- GOAL OF THE EXERCISE -
Would you print all of the records below exactly, without skipping any?

==== MATERIAL FOR THIS EXERCISE

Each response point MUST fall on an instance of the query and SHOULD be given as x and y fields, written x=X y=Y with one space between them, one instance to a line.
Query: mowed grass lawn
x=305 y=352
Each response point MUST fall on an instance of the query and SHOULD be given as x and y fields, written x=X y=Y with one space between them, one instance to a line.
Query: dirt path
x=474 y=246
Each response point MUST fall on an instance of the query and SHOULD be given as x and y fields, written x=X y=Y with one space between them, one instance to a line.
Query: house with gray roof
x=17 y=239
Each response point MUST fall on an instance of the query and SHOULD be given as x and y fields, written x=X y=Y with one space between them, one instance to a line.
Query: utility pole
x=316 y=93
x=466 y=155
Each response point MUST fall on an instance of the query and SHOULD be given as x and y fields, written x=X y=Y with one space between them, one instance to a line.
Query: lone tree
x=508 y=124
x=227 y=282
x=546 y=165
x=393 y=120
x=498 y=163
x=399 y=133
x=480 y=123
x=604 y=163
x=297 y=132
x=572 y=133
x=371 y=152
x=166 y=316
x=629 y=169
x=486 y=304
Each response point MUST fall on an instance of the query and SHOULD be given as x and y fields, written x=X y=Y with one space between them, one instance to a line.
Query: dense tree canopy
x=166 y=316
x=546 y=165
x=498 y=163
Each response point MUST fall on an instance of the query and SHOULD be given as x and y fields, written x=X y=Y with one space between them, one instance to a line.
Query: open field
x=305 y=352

========

- RESPONSE AREA -
Each response point MUST fall on an instance of the query and SHOULD be given as x and y fields, written x=X y=Y with one space between them, one instance to a line.
Query: mowed grass lawn
x=305 y=352
Each response point MUST fall on an instance of the query and SHOULD be given as x and y fields, written x=X y=Y with one space between them, one instance to a line.
Query: dirt path
x=474 y=246
Each response point MUST fall on an instance of the query and SHOULD be given as x and y fields, written x=X y=Y with one space between them, one instance to a line.
Query: house with gray roof
x=17 y=239
Each response point MUST fall on an instance of the query and SHOULD be given as x and y fields, written x=X y=Y with one space between them, one instance to a line.
Query: utility pole
x=316 y=93
x=466 y=155
Each response point MUST fall on an instance of the query and SHOULD be given as x and y fields, written x=X y=Y with one space between them, one instance to a line.
Query: lone tree
x=508 y=124
x=227 y=282
x=546 y=165
x=393 y=120
x=498 y=163
x=399 y=133
x=480 y=123
x=604 y=163
x=297 y=132
x=572 y=133
x=371 y=152
x=166 y=316
x=629 y=169
x=486 y=304
Each response point MUST fall on an instance of the query and SHOULD be given as x and y fields, written x=X y=Y with one space between them, one instance to a line.
Query: dense tree canopy
x=166 y=316
x=546 y=165
x=498 y=163
Each response point MUST fall on an instance of the query and SHOULD be given as x and y fields, written x=X y=Y with one space between them, one instance to a line.
Query: open field
x=305 y=352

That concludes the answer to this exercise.